## Objective
Pictures aside, write out every record exactly as it appears.

## Record list
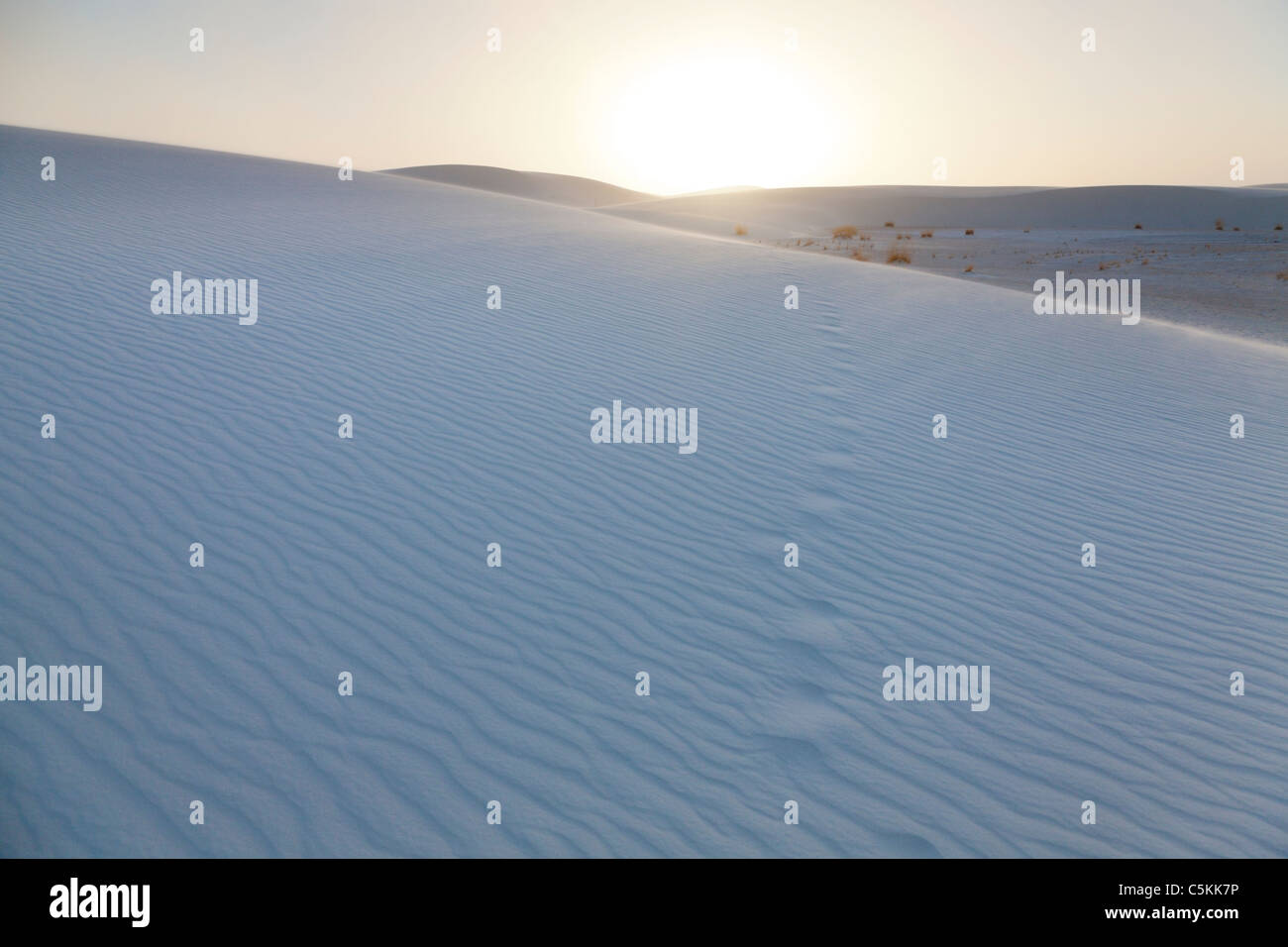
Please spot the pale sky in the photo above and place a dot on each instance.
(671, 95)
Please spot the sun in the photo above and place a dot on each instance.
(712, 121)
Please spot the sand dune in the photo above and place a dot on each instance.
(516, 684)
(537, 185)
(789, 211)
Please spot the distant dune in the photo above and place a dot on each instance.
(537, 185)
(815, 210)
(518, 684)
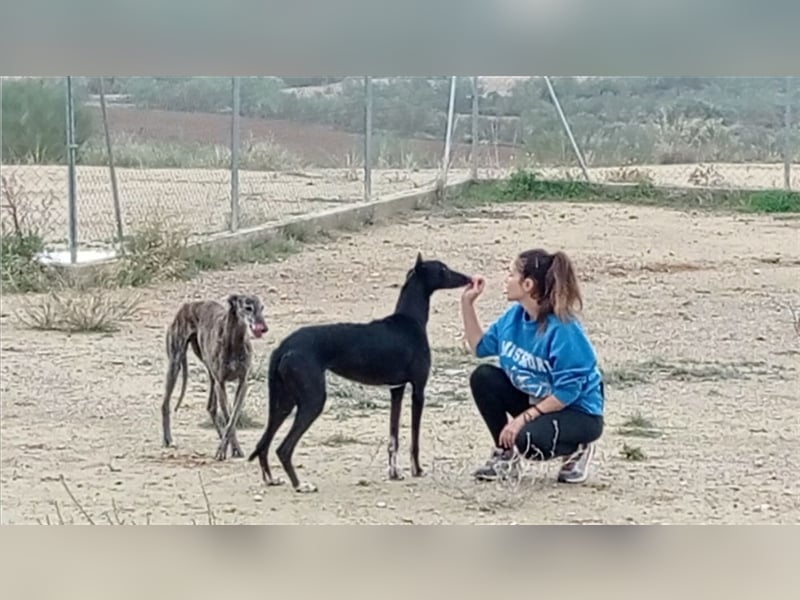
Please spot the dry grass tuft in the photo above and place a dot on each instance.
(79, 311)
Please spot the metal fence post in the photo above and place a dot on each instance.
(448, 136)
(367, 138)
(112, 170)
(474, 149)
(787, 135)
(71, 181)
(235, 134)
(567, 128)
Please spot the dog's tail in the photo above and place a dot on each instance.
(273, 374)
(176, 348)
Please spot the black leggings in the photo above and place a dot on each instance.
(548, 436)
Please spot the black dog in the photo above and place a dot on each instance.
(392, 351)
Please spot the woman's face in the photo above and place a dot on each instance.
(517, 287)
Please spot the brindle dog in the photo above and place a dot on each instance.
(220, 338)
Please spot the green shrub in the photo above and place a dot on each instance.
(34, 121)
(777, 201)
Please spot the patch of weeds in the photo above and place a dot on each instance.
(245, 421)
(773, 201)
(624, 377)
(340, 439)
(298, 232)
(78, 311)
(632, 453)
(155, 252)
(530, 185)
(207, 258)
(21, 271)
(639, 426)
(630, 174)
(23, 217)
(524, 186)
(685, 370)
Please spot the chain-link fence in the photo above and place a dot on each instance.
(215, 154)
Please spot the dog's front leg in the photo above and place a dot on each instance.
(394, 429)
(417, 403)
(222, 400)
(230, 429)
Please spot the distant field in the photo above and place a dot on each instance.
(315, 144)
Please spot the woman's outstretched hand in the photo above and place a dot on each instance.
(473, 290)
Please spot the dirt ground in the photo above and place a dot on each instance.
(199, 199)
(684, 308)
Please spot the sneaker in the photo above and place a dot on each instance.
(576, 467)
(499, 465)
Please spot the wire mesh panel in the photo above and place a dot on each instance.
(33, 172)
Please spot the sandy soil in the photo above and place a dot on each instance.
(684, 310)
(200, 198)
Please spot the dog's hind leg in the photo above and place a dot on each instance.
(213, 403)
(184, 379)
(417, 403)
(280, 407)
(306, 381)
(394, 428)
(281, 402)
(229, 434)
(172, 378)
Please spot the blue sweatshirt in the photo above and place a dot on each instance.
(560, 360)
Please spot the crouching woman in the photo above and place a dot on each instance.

## Solution to the exercise
Please spot the pale sky in the photo above and place a dot on each instance.
(671, 95)
Please spot the sun in the photo above and place a dot on each instance.
(712, 121)
Please spot the sand dune in the photo above and place a dot on each instance.
(516, 684)
(537, 185)
(789, 211)
Please spot the distant dune in the photo above and place a dot on each instance.
(537, 185)
(815, 210)
(518, 684)
Please spot the dry grass tuft in the photo above and place a dot on each instance.
(79, 311)
Please spot the metal fence post in the photo above and place a dot on each instance.
(448, 136)
(367, 138)
(112, 170)
(474, 149)
(787, 135)
(71, 181)
(235, 134)
(567, 128)
Please spot the dog's tail in the photo above and place a dot on each instance.
(273, 374)
(176, 348)
Please spot the black leggings in the photo above and place a dot on each instance.
(548, 436)
Please spot the black dog in the photo above and place a dot on each instance.
(392, 351)
Please spot the woman's face in the photo above and place a dot on each instance.
(517, 287)
Please spot the brindle dog in the photo above and place a dot on each instance.
(220, 338)
Please spot the green shrub in the photo above and place a dot on each instance.
(34, 121)
(777, 201)
Please spot the patch of weeds in the photo above and place a dot on each instance.
(245, 421)
(773, 201)
(624, 377)
(340, 439)
(298, 232)
(78, 311)
(632, 453)
(155, 252)
(530, 185)
(207, 258)
(21, 271)
(639, 426)
(630, 174)
(23, 217)
(524, 186)
(685, 370)
Please spot the chain-link fence in the photo above and place a dot on each instance.
(215, 154)
Please spot the dog's front leg in the photo above and place a dot on each instance.
(394, 429)
(417, 403)
(222, 400)
(230, 429)
Please spot the distant field in the photo above and place a dot on each instance.
(315, 144)
Please spot the woman's outstretched hand in the photo above and place a dot on each instance.
(473, 290)
Please spot the dirt ground in the photo above and place a dot on each instance.
(199, 199)
(684, 308)
Please spot the sneaker in the photo above and place a dot on each instance.
(576, 467)
(499, 465)
Please spot the wire mesh panel in the photo above and place a dot on each instance.
(33, 172)
Please spot the sandy soil in the photo above and place a dot on each instance.
(684, 310)
(200, 198)
Please spot the dog's hind leg in the photo above and place a dot on each instance.
(213, 403)
(184, 379)
(417, 403)
(280, 407)
(306, 381)
(394, 428)
(281, 402)
(229, 434)
(172, 378)
Please spot the blue sweatshirt in the photo above and place a dot on each instance.
(560, 360)
Please spot the crouching woman in the photo above and place a dot on each instance.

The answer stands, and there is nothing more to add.